Please pull out every line below that contains the word "green". Letter case matters.

-------- RECORDED DATA --------

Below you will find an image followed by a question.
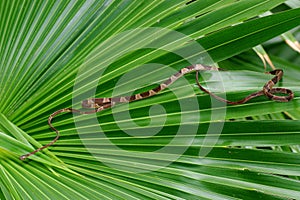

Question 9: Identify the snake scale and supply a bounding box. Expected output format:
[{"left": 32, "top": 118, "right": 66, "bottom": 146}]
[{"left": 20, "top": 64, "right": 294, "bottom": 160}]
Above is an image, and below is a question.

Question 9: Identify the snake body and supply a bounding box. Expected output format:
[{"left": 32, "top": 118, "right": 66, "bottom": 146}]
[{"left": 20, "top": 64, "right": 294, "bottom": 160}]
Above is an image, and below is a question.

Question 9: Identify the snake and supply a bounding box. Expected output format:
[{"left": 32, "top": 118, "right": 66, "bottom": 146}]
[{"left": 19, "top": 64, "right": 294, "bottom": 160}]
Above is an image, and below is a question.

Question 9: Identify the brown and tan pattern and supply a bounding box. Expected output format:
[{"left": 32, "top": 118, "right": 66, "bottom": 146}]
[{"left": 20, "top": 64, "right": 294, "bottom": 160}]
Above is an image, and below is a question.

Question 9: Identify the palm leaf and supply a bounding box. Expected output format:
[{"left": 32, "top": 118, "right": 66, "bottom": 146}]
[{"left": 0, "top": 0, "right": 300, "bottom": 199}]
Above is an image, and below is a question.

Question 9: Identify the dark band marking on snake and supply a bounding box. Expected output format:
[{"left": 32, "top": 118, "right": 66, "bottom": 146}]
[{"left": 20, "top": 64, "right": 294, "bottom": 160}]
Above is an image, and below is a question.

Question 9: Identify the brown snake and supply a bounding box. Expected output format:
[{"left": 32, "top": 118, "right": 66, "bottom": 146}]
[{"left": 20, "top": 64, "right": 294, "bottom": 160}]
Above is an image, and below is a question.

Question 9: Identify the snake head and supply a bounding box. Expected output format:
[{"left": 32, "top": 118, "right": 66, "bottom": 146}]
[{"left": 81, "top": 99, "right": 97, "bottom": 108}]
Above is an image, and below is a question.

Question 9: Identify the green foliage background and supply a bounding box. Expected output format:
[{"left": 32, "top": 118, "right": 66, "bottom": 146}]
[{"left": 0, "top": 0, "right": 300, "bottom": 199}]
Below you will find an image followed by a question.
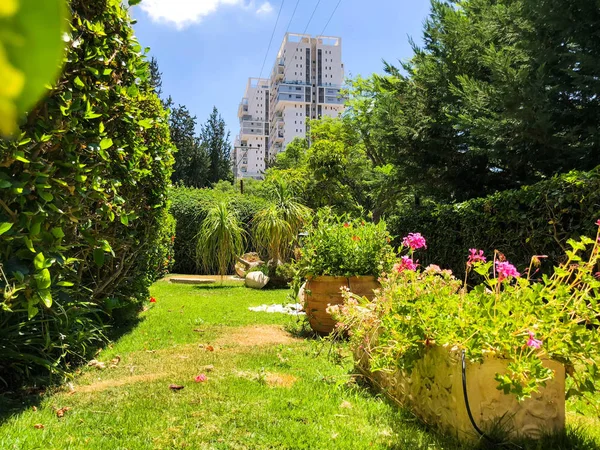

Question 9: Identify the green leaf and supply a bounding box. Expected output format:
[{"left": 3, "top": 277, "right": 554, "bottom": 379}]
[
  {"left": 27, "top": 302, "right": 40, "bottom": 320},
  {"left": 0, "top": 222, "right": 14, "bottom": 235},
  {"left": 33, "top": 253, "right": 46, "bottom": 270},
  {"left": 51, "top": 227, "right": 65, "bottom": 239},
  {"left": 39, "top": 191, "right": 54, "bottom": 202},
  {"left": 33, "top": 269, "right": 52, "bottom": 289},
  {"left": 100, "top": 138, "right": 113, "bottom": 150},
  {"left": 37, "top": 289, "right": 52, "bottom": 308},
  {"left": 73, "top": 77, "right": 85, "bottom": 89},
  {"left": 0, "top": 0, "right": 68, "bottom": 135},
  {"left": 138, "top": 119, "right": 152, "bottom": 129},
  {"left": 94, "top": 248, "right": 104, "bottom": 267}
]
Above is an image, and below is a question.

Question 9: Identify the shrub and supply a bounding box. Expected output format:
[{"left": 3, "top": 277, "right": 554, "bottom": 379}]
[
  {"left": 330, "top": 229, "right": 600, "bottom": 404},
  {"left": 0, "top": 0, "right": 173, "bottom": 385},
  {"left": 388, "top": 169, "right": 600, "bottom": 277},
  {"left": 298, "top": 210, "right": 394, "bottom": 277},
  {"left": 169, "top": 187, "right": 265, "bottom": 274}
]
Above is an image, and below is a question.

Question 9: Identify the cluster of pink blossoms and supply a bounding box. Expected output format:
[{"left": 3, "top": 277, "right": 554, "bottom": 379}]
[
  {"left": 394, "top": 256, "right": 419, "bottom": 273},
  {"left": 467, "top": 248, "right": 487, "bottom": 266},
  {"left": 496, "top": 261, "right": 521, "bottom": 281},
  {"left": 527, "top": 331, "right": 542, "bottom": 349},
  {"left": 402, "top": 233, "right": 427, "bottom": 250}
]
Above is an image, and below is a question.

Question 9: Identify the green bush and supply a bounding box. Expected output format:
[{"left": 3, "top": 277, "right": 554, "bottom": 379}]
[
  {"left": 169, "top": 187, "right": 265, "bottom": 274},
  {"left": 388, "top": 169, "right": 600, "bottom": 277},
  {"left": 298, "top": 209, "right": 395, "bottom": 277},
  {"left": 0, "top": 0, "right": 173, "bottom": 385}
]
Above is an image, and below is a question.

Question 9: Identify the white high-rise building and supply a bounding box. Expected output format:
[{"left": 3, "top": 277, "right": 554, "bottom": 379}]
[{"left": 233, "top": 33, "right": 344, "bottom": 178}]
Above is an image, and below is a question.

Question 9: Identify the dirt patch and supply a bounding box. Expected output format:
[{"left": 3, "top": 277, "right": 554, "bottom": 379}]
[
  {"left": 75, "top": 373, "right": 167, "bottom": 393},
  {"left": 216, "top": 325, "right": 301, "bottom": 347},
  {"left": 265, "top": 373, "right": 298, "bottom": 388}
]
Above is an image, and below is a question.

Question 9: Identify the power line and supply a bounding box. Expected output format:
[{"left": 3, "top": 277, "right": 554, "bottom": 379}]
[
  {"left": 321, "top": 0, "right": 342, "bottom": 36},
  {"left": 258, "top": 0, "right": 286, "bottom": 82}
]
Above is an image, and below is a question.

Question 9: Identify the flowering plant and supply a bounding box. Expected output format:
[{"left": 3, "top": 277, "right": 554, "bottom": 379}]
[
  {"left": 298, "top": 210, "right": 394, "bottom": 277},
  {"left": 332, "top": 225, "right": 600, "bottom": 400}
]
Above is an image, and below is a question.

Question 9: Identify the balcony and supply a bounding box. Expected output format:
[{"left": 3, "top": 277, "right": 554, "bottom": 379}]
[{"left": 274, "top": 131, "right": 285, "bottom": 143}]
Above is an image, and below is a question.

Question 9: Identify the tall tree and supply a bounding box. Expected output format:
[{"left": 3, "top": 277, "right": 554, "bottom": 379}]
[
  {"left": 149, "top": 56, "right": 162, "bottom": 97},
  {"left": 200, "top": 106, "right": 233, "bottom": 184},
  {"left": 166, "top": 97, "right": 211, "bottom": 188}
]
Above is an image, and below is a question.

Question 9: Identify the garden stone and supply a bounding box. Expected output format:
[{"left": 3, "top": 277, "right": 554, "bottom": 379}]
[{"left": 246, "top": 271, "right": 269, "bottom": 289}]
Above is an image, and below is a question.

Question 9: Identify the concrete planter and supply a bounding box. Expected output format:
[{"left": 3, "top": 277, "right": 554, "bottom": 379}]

--------

_OUTPUT FOR THIS EXERCISE_
Question 9: Identify the green foliage background and supply a bounding box. Expected output format:
Question 9: Identify the green leaf and supply a bounding box. Expected output format:
Question 9: Identify the green bush and supply a bounding box. Expected output format:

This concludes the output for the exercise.